§ 本文:
>>>>>
ただ、この副戦場に関してはどちらかというと、嫌だという感情の方が強かったのかなと。ゲームの発売直後は、不具合であったり、ベース部分の調整であったりが対応のメインになるのですが、「江表の虎臣」は最初に直しておかないと、ゲームそのものに嫌な印象を持たれると思ったので急いで対応しました。難所は詰まっても、もう1回挑戦しようという気持ちになれるかどうかが大切だと思うので。

──なるほど。いきなり3体同時に出てくるインパクトの強い副戦場ではあったので、プレイヤーのネガティブな反応も強くなったのかもしれませんね。

そのほかにもアップデートでいろいろと調整がなされています。特に収集要素の可視化やロックオン挙動の調整などが大きな点ですが、このあたりの調整は当初から優先順位高く対応されていたのでしょうか。

平山氏:
アップデートに関しては、現状の環境を見たり、ユーザーの皆さんの声を聞いて、リアルタイムに何を優先してやるのかを判断しながら対応している状況です。発売後の1か月でやった対応に関しても、リアルタイムで情報を追いつつ、「このユーザーの声に対応したい」と判断したものをピックアップしながら、1個ずつ着実に調整しています。


難易度調整に一貫する「プレイヤーの納得感」

──今回のインタビューでは「化勁」システムに特にフォーカスしてお話を伺いたいと思います。化勁というシステムは非常に面白いと思います。一方で、製品版ではほとんどリスクのない、すごく便利なツールになっていると思います。体験版からの入力判定緩和調整も含めて、このあたりのデザインの意図を改めて教えていただけますでしょうか?

平山氏:
前提として、『Wo Long』の中華アクションは攻防が流麗に入れ替わる体験をしていただきたいと考えており、アクションのコンセプトの軸として、よくインタビューでお話させていただいています。ですので、あまりにも化勁の発動リスクが高すぎると、攻防の入れ替わりに果敢にチャレンジできなくなると考えました。調整のきっかけとなったという意味では体験版のフィードバックが大きかったです。
<<<<<
[データセット内の行]
>>>>>
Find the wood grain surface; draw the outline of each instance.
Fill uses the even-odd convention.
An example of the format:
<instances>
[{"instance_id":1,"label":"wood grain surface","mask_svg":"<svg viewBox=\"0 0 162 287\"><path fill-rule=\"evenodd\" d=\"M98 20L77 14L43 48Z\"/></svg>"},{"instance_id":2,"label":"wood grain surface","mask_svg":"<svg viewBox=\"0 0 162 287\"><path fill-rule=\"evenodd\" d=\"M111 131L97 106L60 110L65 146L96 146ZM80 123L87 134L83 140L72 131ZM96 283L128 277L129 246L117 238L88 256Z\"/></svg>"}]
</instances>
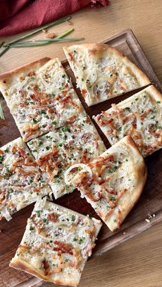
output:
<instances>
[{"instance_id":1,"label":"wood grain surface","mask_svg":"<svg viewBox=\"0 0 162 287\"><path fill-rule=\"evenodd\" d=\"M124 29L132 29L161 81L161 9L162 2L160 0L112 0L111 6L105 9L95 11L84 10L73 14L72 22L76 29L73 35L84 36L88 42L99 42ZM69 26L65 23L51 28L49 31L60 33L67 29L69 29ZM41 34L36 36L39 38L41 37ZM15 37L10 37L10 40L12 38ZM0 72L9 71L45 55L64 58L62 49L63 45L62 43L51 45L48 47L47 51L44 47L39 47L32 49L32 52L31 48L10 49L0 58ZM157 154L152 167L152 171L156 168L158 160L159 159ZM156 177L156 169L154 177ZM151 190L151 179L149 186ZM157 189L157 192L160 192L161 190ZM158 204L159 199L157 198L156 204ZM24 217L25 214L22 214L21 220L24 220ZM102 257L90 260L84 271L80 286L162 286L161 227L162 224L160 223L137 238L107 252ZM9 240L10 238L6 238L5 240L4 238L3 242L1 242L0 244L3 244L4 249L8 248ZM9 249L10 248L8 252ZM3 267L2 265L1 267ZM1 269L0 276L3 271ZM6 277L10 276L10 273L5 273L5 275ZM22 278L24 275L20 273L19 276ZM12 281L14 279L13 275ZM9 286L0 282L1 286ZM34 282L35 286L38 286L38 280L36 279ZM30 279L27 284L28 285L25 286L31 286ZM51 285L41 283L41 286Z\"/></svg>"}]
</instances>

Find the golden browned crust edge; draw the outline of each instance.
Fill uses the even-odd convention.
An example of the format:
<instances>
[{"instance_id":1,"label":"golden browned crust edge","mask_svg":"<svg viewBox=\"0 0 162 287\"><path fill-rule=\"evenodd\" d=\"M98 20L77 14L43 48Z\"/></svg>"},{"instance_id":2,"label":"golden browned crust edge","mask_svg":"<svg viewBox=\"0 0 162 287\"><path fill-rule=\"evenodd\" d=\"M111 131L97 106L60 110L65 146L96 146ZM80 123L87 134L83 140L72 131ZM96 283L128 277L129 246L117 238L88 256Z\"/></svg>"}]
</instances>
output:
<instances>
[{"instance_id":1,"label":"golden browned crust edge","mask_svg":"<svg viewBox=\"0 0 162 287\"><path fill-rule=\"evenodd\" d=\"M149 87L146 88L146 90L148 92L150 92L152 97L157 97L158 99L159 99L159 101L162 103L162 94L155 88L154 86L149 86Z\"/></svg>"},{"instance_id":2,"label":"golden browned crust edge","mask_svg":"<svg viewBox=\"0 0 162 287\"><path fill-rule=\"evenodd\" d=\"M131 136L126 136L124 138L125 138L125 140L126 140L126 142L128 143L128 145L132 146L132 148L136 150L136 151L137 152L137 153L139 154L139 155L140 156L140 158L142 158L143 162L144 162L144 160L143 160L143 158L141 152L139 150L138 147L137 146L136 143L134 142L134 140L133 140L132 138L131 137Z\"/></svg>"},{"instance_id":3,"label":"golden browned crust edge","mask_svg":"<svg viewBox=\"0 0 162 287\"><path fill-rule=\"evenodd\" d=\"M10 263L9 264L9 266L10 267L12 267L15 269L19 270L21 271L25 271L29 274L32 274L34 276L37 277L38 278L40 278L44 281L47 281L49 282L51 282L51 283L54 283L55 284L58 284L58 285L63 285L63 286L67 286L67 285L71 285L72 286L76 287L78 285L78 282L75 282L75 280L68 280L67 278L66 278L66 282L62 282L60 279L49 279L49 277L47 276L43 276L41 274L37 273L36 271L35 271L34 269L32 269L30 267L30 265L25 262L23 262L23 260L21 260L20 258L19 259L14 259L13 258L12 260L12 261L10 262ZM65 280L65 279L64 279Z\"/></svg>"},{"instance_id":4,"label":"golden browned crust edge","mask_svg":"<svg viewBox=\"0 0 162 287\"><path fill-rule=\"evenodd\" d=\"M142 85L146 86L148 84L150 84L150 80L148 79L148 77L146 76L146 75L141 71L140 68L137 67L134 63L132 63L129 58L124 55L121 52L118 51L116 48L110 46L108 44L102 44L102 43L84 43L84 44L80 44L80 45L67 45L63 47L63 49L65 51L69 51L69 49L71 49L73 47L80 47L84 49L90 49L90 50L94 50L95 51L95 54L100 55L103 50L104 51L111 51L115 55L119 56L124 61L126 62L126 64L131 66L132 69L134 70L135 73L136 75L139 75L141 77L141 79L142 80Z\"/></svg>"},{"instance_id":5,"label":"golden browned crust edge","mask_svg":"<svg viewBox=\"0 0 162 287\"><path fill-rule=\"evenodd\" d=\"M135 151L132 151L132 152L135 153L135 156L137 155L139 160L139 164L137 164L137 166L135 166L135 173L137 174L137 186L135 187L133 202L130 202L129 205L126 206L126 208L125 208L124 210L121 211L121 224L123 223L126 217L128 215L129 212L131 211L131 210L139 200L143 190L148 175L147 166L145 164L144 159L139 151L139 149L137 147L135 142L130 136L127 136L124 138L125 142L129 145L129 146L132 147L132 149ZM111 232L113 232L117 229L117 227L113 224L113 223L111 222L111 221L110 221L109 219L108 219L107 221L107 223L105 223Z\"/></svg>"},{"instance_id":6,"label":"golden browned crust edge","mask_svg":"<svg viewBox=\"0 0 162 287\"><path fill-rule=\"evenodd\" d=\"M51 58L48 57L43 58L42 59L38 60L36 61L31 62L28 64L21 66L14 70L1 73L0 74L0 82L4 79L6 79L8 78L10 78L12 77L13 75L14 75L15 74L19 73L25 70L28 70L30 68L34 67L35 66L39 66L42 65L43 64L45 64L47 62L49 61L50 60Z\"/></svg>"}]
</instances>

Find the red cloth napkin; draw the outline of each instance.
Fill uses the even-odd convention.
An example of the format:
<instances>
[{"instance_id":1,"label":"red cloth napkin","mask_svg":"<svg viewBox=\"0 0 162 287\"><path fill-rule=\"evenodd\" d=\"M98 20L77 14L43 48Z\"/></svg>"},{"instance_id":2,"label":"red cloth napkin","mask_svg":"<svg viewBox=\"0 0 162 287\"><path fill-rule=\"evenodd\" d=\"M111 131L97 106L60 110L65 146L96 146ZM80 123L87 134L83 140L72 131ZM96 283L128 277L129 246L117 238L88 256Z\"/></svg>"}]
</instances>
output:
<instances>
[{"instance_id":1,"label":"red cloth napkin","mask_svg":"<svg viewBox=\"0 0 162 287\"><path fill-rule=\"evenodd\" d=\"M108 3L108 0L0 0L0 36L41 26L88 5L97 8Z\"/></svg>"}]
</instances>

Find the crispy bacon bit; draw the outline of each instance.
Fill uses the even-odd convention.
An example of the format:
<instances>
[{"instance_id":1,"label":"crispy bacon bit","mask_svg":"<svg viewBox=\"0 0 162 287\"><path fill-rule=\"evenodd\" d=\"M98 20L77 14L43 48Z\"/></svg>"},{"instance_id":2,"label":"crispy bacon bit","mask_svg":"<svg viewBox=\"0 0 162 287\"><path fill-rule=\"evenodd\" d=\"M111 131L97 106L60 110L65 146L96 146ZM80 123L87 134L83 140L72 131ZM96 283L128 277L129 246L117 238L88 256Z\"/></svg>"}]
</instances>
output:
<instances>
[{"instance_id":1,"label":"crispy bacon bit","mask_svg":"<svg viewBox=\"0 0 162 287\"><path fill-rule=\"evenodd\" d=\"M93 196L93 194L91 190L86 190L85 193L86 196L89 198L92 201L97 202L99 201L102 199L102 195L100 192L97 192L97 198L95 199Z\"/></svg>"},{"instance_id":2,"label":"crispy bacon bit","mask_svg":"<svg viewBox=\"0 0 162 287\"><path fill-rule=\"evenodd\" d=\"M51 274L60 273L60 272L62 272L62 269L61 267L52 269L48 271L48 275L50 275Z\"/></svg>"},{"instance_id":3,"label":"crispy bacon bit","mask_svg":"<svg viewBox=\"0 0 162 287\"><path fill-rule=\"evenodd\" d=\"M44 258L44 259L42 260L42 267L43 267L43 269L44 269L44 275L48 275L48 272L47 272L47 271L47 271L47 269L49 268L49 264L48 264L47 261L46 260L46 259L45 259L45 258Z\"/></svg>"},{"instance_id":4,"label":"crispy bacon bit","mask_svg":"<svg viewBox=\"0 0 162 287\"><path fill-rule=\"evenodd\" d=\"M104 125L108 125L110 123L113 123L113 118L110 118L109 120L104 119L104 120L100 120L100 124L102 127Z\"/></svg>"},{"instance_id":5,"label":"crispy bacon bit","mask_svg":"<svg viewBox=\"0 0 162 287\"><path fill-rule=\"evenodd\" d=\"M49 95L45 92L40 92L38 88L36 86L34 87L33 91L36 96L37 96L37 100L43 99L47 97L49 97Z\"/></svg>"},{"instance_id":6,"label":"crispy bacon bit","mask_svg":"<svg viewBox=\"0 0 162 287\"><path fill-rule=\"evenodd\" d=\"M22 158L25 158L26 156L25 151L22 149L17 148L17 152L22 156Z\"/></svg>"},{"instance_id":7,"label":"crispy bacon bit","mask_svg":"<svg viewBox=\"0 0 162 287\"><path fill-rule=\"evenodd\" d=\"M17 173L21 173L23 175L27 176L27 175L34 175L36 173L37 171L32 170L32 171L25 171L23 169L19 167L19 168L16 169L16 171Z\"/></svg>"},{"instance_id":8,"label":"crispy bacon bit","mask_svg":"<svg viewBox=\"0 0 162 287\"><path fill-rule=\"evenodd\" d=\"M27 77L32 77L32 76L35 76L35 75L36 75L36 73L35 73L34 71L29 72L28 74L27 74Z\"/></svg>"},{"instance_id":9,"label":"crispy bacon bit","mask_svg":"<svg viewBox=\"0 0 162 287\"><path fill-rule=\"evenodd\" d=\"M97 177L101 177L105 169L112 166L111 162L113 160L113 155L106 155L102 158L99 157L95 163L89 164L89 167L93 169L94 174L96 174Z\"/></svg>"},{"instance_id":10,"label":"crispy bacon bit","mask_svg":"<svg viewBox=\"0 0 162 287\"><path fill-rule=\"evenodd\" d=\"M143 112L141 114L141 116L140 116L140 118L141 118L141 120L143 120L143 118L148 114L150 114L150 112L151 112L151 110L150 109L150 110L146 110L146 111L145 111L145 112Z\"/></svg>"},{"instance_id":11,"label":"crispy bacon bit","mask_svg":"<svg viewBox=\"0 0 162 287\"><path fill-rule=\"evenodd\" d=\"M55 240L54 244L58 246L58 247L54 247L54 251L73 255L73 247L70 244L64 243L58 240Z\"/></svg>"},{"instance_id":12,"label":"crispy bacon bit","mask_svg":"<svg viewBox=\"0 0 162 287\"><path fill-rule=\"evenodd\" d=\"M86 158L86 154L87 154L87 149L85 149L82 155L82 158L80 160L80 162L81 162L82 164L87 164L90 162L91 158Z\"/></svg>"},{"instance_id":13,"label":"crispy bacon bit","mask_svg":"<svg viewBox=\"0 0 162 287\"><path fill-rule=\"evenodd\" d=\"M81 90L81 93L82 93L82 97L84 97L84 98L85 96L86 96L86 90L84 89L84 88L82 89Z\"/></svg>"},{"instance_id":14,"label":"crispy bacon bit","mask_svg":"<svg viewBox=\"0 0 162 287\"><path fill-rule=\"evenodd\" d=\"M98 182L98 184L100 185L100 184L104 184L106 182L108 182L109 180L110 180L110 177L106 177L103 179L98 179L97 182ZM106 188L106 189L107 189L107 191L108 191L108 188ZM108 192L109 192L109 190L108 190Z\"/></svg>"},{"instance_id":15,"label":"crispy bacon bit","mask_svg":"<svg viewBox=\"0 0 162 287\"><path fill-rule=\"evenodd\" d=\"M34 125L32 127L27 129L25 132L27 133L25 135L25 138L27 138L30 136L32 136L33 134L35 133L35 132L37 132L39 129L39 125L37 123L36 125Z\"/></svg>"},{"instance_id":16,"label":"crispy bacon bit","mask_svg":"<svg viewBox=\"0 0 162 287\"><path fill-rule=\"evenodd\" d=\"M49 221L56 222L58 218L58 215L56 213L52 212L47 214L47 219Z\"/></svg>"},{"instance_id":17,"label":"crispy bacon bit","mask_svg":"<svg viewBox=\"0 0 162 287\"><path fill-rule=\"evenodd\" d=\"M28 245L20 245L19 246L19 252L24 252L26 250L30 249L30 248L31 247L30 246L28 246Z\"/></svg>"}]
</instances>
<<<<<
>>>>>
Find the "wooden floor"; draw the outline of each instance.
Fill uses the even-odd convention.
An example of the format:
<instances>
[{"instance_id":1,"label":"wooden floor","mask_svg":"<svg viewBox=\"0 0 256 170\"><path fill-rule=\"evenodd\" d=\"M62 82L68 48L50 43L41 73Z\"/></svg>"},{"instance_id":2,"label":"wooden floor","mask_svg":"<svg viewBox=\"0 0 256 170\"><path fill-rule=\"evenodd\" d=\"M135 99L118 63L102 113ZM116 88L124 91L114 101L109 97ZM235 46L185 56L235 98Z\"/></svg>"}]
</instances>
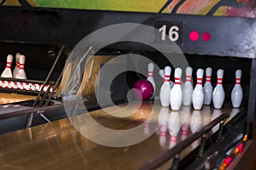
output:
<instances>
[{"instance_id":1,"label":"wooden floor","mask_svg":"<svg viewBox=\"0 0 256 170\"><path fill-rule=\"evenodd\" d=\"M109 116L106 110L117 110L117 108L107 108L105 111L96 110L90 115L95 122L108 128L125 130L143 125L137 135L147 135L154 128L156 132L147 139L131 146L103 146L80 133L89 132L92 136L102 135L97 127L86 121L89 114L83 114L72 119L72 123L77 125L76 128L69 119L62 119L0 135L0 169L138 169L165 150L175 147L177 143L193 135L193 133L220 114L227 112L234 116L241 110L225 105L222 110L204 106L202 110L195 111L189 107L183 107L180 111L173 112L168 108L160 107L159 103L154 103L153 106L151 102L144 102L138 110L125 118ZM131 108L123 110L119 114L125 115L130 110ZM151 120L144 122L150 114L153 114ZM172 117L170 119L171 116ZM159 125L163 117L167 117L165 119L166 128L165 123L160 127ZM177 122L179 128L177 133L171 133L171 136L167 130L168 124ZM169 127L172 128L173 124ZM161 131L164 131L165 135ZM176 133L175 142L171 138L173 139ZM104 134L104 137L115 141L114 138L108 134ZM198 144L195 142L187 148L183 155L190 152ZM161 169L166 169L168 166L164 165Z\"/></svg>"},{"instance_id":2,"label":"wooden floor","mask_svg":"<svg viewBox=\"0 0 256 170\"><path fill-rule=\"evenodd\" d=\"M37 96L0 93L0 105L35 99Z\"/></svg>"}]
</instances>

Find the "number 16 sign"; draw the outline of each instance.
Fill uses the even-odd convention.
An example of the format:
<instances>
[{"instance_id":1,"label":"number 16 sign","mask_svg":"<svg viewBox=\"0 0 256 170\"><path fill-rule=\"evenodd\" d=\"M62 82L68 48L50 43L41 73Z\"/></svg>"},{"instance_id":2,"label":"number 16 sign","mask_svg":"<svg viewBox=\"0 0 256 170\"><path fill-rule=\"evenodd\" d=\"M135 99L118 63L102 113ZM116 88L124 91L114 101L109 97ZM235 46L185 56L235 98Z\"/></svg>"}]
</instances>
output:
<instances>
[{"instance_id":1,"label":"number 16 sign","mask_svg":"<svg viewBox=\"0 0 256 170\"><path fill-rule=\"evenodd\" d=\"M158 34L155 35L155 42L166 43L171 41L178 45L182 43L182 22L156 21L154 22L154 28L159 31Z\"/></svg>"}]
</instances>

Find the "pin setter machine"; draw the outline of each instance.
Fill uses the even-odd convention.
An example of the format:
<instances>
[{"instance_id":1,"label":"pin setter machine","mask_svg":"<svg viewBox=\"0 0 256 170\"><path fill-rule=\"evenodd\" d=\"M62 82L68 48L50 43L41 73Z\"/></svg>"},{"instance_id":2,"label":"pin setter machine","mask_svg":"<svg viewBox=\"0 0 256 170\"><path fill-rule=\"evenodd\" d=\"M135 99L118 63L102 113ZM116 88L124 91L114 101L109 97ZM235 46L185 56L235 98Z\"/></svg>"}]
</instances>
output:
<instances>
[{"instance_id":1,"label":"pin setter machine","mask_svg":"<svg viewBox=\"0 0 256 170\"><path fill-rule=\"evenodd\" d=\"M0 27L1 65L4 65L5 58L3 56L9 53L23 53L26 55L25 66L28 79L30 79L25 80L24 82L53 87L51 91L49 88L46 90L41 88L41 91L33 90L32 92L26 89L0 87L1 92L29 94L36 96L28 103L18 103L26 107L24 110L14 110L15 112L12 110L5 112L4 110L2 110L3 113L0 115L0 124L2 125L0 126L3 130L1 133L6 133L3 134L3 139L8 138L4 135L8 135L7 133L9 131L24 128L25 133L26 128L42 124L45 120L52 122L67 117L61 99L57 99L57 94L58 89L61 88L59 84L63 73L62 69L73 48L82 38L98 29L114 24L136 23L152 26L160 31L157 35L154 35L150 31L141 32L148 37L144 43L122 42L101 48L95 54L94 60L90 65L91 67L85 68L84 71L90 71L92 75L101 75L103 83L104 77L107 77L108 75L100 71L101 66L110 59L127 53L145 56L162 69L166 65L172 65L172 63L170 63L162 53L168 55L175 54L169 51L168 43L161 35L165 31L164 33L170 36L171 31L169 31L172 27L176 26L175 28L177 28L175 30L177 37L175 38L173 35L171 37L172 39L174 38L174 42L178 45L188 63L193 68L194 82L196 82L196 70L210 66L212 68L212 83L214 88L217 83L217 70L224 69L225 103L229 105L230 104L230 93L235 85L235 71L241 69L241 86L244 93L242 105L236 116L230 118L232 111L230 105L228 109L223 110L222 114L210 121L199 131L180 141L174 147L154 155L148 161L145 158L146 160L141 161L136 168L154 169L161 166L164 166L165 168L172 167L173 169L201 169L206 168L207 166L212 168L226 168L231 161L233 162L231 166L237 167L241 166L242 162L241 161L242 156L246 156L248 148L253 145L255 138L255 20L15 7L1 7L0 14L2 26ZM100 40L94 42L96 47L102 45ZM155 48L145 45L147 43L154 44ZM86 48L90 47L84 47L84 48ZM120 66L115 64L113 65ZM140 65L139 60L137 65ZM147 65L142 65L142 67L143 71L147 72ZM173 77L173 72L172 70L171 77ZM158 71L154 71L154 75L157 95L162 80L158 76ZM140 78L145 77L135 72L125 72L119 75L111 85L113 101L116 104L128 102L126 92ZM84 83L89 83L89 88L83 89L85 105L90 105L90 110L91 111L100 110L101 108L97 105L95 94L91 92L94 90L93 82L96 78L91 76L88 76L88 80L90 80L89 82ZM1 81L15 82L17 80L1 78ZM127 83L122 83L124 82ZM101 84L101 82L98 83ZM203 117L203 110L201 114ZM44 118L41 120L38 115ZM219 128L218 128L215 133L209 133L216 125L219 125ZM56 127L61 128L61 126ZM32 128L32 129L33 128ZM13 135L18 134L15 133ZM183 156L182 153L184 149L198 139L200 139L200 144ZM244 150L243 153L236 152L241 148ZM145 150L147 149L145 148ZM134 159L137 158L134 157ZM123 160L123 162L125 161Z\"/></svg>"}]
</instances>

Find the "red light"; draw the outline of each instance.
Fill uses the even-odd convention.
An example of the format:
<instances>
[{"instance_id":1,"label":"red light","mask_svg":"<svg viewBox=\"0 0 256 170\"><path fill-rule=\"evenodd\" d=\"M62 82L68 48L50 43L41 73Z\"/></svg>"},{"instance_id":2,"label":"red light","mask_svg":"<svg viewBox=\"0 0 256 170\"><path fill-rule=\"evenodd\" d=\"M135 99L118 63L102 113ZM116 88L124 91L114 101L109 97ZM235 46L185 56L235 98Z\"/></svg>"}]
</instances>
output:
<<<<<
§ 課題内容: 『Wo Long』の開発者インタビューを、最後の文のあとから書き進めてください。 これらの行は『Wo Long』の開発者インタビューとは関係ありません。

§ 演習の結果:
「攻撃する」「化勁で取る」「また攻撃する」のようなイメージのアクション展開が、体験版では(入力判定が厳しく)なかなか挑戦できなかったんじゃないかなと感じていたところがありました。なので、化勁の取りやすさとか、チャレンジしやすさといったところに関しては製品版に向けて緩和しました。その分、化勁が成功したときの気勢の収支を調整し、化勁と武技であったり、化勁と気勢攻撃であったり、技を織り交ぜるところで攻略していくようなイメージで調整しています。

──体験版の頃の難易度が、もともとあった開発チームの化勁像で、それに対してユーザーの声を反映したのが製品版、ということでしょうか。

平山氏:
体験版がイメージした化勁像というわけではないです。我々も体験版までの2年近く開発していく中で化勁を取ることにも慣れてしまっていた部分があり、少しシビアにし過ぎてしまったんです。イメージとしては、皆さんが今体験していただいているように、攻撃したり、化勁取ったりといった攻防にいろいろ使っていただくという方がイメージとして近いです。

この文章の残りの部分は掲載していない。